=== What is being asked ===
Your task is to transcribe the data exactly while omitting each picture.

Image-grounded pointing data

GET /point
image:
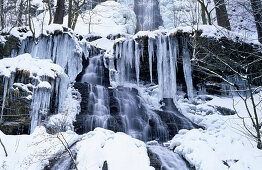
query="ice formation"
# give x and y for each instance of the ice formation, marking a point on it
(164, 49)
(46, 77)
(62, 49)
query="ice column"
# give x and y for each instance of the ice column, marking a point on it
(40, 104)
(187, 70)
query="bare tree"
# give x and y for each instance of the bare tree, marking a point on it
(60, 11)
(2, 14)
(50, 11)
(221, 13)
(3, 147)
(204, 7)
(237, 66)
(257, 12)
(74, 10)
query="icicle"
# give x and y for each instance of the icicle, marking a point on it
(137, 61)
(40, 105)
(130, 53)
(166, 70)
(187, 70)
(151, 55)
(5, 79)
(160, 67)
(173, 66)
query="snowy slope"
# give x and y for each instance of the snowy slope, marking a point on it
(224, 144)
(33, 152)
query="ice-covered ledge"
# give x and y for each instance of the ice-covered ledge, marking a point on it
(35, 80)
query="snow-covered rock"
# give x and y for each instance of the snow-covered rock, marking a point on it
(33, 152)
(107, 18)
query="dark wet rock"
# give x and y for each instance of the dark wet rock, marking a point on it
(6, 48)
(105, 166)
(154, 160)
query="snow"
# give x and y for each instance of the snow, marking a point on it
(66, 117)
(35, 67)
(106, 18)
(120, 151)
(223, 144)
(33, 152)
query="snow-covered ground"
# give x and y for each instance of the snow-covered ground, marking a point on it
(33, 152)
(224, 144)
(221, 145)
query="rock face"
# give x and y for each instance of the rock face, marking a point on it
(6, 48)
(121, 109)
(27, 91)
(148, 15)
(16, 116)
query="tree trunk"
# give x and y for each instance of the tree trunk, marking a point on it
(203, 14)
(59, 13)
(20, 14)
(257, 12)
(75, 21)
(69, 24)
(222, 16)
(50, 12)
(2, 14)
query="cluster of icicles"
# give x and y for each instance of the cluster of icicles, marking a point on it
(165, 50)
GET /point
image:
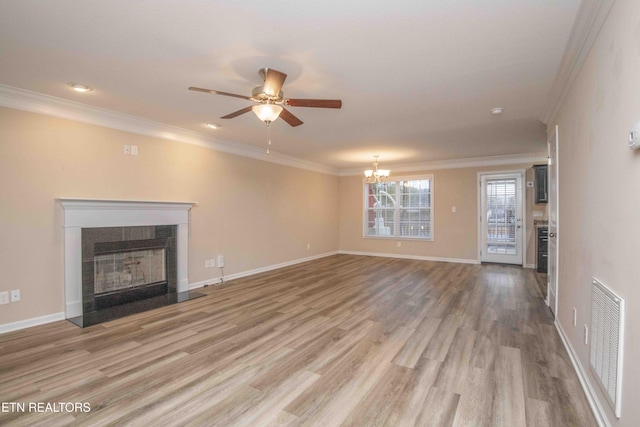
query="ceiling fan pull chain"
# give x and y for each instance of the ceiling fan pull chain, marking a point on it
(268, 136)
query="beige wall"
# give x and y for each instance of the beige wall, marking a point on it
(255, 213)
(599, 187)
(455, 234)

=== Exercise response ===
GET /point
image:
query="ice formation"
# give x and y for each instance of the ice formation, marking a point on it
(164, 49)
(46, 77)
(62, 49)
query="ice column"
# give x and y for each instance of the ice column, marking a point on it
(40, 104)
(187, 70)
query="bare tree"
# give x and y for each instance of the bare tree, marking a point on it
(60, 11)
(2, 14)
(50, 11)
(221, 13)
(3, 147)
(204, 7)
(237, 66)
(257, 12)
(74, 10)
query="icicle"
# give x and y for each instance of the icicle, marking a point on it
(137, 61)
(40, 105)
(130, 53)
(166, 70)
(187, 70)
(151, 55)
(5, 79)
(160, 67)
(173, 66)
query="snowy slope"
# give x and y for each instance of the snowy slope, marking a point on it
(224, 144)
(33, 152)
query="ice-covered ledge"
# give x and y for each instance of the ice-covered ledge, marking a point on it
(35, 80)
query="snow-covered rock"
# give x and y for each instance of the snow-covered rock, marking a point on it
(33, 152)
(107, 18)
query="dark wet rock"
# give x and y for each instance of the dark wet rock, marking a point on it
(6, 48)
(105, 166)
(154, 160)
query="snow"
# give x and y for each instance of the snow, marking a point on it
(66, 117)
(35, 67)
(106, 18)
(120, 151)
(223, 144)
(33, 152)
query="snow-covered ground"
# give x and y for each instance of the snow-covered ground, marking a point on it
(33, 152)
(224, 144)
(221, 145)
query="rock face"
# give x and y for each instance of the rock face, marking a point on it
(6, 48)
(121, 109)
(27, 91)
(148, 15)
(16, 116)
query="tree trunk"
# give x and y for each instance of the tree trunk, marking a point on it
(203, 14)
(59, 13)
(20, 14)
(257, 12)
(75, 21)
(69, 24)
(222, 16)
(50, 12)
(2, 14)
query="cluster of icicles"
# give x and y for each instance of the cluster of icicles, marking a point on it
(165, 50)
GET /point
image:
query="ceiling fan pull chain"
# give x and y for each instance of the ceiling fan pull chain, marking a point on it
(268, 136)
query="beige wall"
# give x and y for each instance of the beige wall, marking a point on it
(255, 213)
(599, 187)
(455, 234)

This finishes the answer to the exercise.